● Brief:
Find each line in the records below that contains the word "field", and copy every such line.

<<<<

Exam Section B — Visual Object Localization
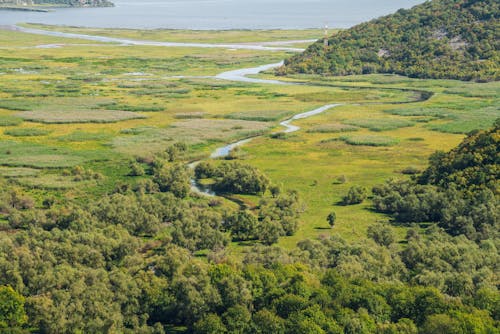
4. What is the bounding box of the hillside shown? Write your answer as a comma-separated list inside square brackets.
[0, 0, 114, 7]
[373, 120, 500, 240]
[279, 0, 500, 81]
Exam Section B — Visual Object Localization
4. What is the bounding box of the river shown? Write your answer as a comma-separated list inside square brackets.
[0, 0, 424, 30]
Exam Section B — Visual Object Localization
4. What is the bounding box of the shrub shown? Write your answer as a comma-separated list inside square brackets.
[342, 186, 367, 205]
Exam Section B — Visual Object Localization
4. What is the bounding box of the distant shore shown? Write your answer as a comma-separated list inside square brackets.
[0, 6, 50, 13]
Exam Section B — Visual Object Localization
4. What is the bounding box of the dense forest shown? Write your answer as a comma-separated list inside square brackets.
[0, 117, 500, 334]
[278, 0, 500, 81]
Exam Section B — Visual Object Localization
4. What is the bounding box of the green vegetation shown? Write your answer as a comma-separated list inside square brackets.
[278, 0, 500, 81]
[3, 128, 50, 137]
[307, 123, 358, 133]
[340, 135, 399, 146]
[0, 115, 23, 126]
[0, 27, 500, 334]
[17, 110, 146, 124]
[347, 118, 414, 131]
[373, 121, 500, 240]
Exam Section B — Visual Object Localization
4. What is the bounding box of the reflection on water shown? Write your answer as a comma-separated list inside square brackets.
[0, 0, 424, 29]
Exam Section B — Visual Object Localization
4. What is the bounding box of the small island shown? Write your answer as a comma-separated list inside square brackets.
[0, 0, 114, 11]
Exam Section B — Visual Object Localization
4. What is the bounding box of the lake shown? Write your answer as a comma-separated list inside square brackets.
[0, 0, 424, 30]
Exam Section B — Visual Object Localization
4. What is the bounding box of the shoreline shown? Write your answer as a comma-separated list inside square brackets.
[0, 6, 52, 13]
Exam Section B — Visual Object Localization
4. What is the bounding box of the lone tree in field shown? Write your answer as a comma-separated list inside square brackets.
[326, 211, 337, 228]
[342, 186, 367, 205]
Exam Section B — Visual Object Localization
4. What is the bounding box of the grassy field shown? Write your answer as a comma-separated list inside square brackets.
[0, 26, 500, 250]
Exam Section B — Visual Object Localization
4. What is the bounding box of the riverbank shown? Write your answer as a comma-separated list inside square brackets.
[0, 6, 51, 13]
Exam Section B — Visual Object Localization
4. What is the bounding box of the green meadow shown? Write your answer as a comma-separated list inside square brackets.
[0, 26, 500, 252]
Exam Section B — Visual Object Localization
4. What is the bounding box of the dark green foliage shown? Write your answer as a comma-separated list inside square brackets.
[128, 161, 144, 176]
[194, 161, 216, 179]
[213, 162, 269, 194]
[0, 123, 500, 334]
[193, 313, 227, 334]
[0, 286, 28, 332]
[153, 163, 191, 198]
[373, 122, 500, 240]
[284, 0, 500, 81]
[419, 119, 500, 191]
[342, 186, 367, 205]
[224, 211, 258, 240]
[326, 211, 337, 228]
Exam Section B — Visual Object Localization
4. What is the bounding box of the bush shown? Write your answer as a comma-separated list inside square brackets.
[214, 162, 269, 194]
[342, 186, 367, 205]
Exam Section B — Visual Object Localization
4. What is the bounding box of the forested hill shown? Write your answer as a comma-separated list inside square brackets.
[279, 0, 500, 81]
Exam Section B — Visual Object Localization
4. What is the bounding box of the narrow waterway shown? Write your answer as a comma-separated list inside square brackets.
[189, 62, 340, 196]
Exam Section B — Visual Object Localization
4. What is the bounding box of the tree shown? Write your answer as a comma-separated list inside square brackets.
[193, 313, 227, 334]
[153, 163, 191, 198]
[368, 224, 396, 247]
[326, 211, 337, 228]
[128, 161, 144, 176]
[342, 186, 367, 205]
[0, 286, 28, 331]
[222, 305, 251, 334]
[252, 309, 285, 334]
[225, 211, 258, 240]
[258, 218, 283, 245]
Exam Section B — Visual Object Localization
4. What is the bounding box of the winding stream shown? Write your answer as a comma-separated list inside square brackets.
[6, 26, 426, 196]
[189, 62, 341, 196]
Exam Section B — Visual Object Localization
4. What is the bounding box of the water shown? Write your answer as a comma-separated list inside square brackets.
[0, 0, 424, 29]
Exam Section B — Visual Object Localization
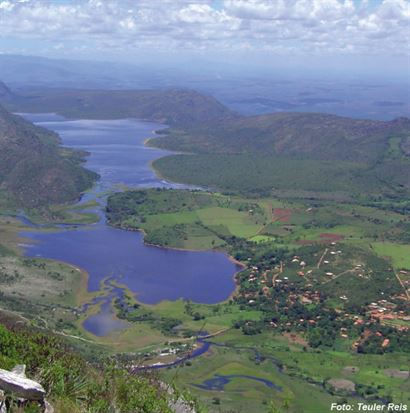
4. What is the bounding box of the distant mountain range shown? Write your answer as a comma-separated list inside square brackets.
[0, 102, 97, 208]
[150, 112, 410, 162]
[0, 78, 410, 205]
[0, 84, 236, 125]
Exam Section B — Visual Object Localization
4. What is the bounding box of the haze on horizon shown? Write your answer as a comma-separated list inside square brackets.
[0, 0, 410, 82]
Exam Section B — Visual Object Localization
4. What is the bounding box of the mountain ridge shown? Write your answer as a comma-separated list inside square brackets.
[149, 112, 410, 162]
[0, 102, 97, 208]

>>>>
<<<<

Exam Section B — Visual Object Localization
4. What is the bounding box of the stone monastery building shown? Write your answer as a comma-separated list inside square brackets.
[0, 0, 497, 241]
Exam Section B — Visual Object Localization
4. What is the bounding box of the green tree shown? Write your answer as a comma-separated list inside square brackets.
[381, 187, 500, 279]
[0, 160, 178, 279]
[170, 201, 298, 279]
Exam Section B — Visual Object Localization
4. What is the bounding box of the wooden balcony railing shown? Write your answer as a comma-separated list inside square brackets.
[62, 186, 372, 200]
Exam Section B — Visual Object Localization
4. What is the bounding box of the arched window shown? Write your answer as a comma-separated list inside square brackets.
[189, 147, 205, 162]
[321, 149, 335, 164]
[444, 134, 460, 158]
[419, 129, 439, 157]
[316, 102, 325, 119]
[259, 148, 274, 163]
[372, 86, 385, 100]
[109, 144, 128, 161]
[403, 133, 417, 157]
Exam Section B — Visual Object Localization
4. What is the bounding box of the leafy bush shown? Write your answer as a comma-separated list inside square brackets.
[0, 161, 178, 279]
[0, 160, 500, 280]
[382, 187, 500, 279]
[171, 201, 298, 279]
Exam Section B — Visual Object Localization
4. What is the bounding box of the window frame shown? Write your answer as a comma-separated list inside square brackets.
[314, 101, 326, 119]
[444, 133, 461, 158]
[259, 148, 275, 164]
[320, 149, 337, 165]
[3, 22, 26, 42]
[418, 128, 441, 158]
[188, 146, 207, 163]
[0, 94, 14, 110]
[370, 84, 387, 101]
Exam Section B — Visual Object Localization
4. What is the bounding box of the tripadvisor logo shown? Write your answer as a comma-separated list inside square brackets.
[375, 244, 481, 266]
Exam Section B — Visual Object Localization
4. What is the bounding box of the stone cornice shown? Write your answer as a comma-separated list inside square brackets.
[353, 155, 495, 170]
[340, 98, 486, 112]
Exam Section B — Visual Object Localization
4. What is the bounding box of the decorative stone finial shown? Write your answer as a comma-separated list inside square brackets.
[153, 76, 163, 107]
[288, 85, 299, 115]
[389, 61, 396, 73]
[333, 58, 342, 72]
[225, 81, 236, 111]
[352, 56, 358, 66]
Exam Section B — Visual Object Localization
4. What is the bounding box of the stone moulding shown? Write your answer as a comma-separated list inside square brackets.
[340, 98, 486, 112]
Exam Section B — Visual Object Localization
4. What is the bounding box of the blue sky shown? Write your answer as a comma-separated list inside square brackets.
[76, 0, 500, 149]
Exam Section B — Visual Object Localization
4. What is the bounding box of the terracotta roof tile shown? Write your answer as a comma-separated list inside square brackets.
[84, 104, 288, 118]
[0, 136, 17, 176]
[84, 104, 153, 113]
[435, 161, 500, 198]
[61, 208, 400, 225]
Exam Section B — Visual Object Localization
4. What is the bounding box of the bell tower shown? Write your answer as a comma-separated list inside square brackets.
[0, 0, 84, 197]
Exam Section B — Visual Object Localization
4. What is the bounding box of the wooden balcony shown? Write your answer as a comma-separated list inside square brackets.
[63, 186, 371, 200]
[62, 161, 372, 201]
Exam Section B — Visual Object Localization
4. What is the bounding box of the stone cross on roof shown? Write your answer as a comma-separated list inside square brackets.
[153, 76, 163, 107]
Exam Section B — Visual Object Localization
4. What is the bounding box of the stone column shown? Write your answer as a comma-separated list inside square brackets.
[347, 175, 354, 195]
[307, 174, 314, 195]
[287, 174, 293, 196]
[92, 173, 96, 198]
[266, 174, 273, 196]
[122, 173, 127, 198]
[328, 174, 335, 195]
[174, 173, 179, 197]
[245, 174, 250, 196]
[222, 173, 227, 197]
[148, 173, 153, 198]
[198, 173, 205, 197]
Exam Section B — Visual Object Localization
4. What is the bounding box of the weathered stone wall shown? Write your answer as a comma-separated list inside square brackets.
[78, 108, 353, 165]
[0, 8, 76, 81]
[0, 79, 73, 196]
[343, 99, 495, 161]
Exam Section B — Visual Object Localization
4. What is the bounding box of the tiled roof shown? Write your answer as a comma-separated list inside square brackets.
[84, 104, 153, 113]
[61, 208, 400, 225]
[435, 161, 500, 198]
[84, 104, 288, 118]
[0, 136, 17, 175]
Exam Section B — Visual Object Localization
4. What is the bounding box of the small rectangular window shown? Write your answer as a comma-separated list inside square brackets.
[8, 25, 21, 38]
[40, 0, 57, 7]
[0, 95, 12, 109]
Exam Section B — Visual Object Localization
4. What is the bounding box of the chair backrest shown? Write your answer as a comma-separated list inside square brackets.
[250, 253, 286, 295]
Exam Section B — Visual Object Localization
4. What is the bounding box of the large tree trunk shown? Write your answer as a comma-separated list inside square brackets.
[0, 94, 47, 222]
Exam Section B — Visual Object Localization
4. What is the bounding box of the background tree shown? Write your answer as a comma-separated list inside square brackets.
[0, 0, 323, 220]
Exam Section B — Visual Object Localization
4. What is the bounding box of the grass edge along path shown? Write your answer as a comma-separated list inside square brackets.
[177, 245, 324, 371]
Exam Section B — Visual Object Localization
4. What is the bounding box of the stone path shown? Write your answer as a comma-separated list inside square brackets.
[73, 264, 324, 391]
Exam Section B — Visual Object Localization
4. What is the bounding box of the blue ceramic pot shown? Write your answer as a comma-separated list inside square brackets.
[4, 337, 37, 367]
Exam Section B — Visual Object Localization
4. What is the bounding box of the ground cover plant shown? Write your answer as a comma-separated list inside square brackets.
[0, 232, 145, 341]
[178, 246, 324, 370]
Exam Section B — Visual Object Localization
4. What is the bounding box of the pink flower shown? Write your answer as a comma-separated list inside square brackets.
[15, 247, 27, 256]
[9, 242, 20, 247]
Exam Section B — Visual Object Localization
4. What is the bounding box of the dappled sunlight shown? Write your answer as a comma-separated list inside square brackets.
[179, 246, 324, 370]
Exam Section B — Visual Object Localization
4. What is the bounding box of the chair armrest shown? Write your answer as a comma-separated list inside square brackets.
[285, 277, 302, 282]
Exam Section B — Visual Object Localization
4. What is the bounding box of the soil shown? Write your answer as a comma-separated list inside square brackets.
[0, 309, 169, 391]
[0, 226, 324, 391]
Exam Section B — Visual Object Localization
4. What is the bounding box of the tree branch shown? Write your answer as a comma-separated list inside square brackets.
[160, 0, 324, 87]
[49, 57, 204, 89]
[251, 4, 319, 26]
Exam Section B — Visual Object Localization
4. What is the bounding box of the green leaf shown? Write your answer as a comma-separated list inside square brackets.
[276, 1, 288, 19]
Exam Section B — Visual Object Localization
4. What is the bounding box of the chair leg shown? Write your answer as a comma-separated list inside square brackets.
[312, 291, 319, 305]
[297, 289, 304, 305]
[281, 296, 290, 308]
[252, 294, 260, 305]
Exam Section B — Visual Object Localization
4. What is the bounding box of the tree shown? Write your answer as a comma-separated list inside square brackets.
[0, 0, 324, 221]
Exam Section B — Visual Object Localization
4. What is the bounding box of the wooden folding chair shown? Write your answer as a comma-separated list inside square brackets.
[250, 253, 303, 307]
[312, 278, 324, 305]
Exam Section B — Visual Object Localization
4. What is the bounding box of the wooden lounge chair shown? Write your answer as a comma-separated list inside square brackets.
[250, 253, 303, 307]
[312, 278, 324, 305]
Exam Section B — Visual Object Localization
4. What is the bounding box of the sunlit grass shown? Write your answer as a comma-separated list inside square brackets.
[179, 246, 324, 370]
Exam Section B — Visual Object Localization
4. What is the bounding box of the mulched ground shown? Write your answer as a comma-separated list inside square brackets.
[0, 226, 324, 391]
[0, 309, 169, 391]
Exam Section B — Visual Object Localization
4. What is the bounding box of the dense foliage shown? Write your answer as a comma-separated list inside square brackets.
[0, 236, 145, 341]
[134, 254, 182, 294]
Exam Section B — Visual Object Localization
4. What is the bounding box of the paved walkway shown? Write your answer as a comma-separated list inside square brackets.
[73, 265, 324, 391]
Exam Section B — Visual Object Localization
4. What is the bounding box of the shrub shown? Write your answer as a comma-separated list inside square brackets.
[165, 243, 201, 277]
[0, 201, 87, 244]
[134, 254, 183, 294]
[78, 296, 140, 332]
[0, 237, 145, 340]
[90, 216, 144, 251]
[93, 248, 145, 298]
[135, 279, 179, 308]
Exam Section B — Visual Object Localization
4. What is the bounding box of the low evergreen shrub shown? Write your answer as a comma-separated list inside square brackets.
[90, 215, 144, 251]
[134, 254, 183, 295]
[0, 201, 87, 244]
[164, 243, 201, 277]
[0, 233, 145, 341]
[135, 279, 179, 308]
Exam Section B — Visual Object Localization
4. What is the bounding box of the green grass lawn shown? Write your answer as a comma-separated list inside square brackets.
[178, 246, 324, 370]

>>>>

● Reply:
4. What is the bounding box of the lone tree in field shown? Write your answer as a comma-separated list inside square brackets.
4. What is the bounding box of the grassy field shown? Write your answer as a comma-separated list inside square brackets.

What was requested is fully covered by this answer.